<<<<

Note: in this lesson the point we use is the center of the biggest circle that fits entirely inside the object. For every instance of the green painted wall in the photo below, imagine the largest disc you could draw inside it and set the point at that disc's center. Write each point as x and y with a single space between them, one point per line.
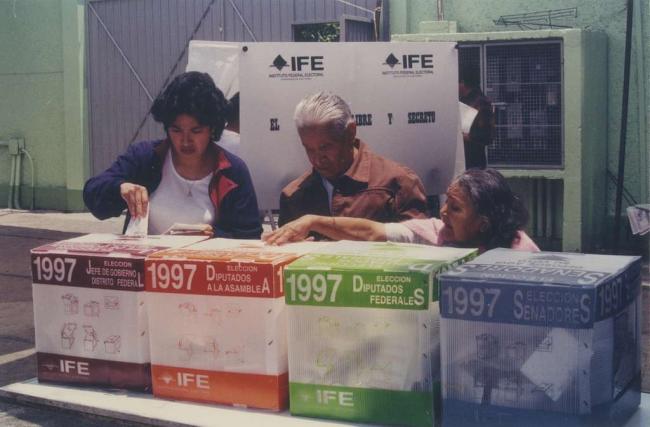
42 98
608 16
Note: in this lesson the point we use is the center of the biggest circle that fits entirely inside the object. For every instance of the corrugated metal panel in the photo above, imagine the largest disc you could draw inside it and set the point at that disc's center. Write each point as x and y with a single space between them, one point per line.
153 33
357 29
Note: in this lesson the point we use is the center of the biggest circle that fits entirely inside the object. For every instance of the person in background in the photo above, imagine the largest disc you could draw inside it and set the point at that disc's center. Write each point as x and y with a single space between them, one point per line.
482 130
186 177
347 178
230 137
480 211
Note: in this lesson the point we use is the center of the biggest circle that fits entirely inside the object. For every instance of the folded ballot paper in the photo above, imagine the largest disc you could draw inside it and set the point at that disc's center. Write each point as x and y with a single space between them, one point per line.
540 339
218 322
89 309
363 331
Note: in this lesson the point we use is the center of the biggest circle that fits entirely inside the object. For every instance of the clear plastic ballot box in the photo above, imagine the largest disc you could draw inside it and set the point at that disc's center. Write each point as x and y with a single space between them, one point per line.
89 309
218 322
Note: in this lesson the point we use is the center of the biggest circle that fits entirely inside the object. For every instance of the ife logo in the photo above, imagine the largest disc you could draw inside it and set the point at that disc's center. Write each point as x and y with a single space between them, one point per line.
300 67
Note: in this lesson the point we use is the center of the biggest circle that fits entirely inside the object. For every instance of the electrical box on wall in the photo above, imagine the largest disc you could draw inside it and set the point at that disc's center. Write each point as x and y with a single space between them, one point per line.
549 93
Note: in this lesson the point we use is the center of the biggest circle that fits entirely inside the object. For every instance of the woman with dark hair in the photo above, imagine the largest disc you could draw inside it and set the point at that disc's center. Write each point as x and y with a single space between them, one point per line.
480 211
186 177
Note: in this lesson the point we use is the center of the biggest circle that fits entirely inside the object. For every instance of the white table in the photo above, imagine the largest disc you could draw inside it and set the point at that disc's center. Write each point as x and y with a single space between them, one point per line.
144 408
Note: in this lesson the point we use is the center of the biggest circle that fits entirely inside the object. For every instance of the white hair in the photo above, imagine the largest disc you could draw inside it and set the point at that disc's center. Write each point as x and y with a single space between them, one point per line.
323 108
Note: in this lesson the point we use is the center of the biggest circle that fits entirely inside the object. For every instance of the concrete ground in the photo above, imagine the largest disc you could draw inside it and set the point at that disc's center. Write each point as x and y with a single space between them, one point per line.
21 231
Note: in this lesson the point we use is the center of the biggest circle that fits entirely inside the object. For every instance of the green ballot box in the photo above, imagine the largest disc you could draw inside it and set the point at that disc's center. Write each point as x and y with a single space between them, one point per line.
363 331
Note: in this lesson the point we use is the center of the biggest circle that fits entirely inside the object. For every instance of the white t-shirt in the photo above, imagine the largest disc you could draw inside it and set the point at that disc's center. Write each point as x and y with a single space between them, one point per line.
179 200
230 141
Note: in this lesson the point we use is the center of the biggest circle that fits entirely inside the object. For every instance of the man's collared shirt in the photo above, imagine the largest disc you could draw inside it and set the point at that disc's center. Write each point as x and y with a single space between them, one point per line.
374 187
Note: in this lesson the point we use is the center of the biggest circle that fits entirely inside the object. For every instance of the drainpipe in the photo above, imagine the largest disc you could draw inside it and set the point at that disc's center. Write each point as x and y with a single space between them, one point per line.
623 140
16 148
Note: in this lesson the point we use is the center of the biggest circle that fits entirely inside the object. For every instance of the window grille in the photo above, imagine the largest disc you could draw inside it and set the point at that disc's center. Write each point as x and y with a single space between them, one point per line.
524 82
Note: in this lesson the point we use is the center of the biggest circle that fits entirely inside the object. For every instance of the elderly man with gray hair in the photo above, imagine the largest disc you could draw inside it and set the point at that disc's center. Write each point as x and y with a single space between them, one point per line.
347 178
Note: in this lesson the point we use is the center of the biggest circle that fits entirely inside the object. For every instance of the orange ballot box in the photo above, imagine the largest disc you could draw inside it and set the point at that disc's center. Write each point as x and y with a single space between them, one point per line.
89 310
218 322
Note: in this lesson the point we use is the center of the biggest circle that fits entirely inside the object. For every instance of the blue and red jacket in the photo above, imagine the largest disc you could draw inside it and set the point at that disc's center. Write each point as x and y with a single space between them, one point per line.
231 188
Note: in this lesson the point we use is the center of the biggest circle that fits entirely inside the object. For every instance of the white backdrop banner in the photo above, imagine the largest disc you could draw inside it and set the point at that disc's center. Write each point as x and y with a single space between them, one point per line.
220 60
404 97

>>>>

__Problem to solve__
Set down the lines of the records above exactly, apart from the pictures.

__Response to this task__
Note: in this lesson the point we use is the center of the biggest circle that fits entirely inside the object. For every instance of the green painted wall in the photo below, imagine the largest disc you could draw inside it and set the point at that disc's center. Write each point as x and y with a single space between them, one point per line.
42 98
608 16
Note: in this lesson the point we use is the center of the biggest circle that fits entirely inside the object. For every instance of the corrugated metal panel in the photo above, imagine the largest disc you could draw inside it and set the point at that disc's center. Write each point as x and y with a single space between them, one point per line.
153 33
357 29
Note: in this lesson the point we use is the center of the biggest circle that fits entirely inside the object. For every instance of the person in background in the photo above, imagine the largest disc you could draw inside it and set the point at that disc's center. Write each point as x and y with a single space between them, one point per line.
482 130
186 177
347 178
230 137
480 211
Note: in this lesson the point we use is the center of the biggest circle that fits entirely inside the object. For every instance of the folded ballot paper in the photo above, imagine the largest disc you could draw inside it and set the point at that disc's center. Write each point as x and y with a single space between them, one point per line.
540 339
218 322
89 309
363 331
Note: in this lesson the point we use is the center of the biggest circle that fits entirely inside the object. For every instance of the clear plastic ballot box in the photo above, imagine the largest disc you could draw inside it and set the point at that disc's center. Write each point as x and y with a single space between them, one point per line.
89 309
218 322
Note: in this lesson the point we use is the center of the biggest circle that fits entirely inside the object. For every instance of the ife logo in the photo above, imagine the largest disc you could draw inside it and set the point at that disc's center. Write each point as x and y with a single space between them, one point per line.
300 67
Note: in this lesson the point we use is the center of the biggest circle that fits entirely inside the object. For every instance of the electrical box on wall in the photo above, imagine the largest disc you could draw inside it and set the point at that disc's center. Write each point as x and y with a single space between them, one point per line.
549 93
Note: in this lesson the point we use is the center of the biggest circle that fits entirely inside the object. For every instance of the woman with dark hair in the photo above, imagine the largest disc you could draw inside it and set the point at that disc's center. Write each point as x and y with a single space between them, one point per line.
480 211
186 177
Note: in this lesson the point we use is the center of the biggest circle that fits entirely inside the object. For every instance of the white table in the photo above, imagine the largest disc you could draw inside it and set the point at that disc's center. Write each point as x and y with a single space between them, one point per line.
144 408
Note: in this lesson the point we use is the center of the biggest circle that fits entirely inside the object. For every instance of the white hair in the photo above, imagine the largest disc you could draw inside it and set the point at that disc's center. Write each point as x and y with a single space between them, one point per line.
323 108
Note: in this lesson the point we use is the center of the biggest circle that fits entirely inside the object. For every instance of the concrete ground in the photo above, imagine the largest disc you could draw inside it and set the point at that disc's center. Write each point as x and y with a single space between them, one point per line.
21 231
Note: in this lesson the point we use is the center of the biggest circle that fits entirely inside the object. For every instance of the green ballot box in the photo above, imagine the largest disc you could draw inside it and set the point at that disc's center. Write each point as x and y with a single space between them, one point per line.
363 331
Note: in this lesson the point we use is the center of the biggest circle that fits entirely inside the object. For every instance of the white t-shirt in the photo above, imagine the largest disc you could draw inside it and set the point at that disc's center. Write each point as x and y with a single space between them, one point per line.
179 200
230 141
Note: in this lesson the point we use is the center of the biggest circle that fits entirely inside the object. For every instance of the man's collared shirt in the photo above, imagine the largest disc you could draw inside it and set the point at that disc's center. Write each point as x and y with a single space between them, one point per line.
374 187
Note: in this lesson the point we use is the center of the biggest circle that fits entirely inside the object. For every instance of the drainpipe in the photo above, imagine the largest disc you could draw inside it and set the point at that disc's center. Write each point as x and y with a single space between them, one point per line.
623 140
16 148
Note: in this lesson the point we use is the center of the biggest circle that fits entirely inside the object. For every instance of the window grille in the photo above, imagine the largest disc you could draw inside it and set the point at that disc's center. Write each point as x and y with a single space between them, one point per line.
524 82
Note: in this lesson the point we use is the center of the biggest circle that fits entirely inside the object. For every instance of the elderly man with gray hair in the photo above, imagine the largest disc you could draw inside it and set the point at that disc's center. Write each point as x and y with a single space between them, one point per line.
347 178
Note: in this lesson the point we use is the center of the biggest circle that fits entirely inside the object. For every instance of the orange ballot box in the photo above, imagine the largest disc you could draw inside it and set the point at that disc's center. Write each point as x and y with a single space between them, one point per line.
89 310
218 322
Note: in this lesson the point we use is the center of the biggest circle that fits entirely inside the object. For every instance of the blue and red jacket in the photo above, imagine the largest disc you could draw inside it and set the point at that disc's center. Write each point as x and y with a single space between them, one point per line.
231 188
Note: in this lesson the point we use is the center of the biggest circle that fits entirely inside the object. For every instance of the white backdrop banner in the photo above, imagine the largest disc you could draw inside it and set the point at that disc's center. Write each point as x and y with a single space between them, one point per line.
220 60
404 97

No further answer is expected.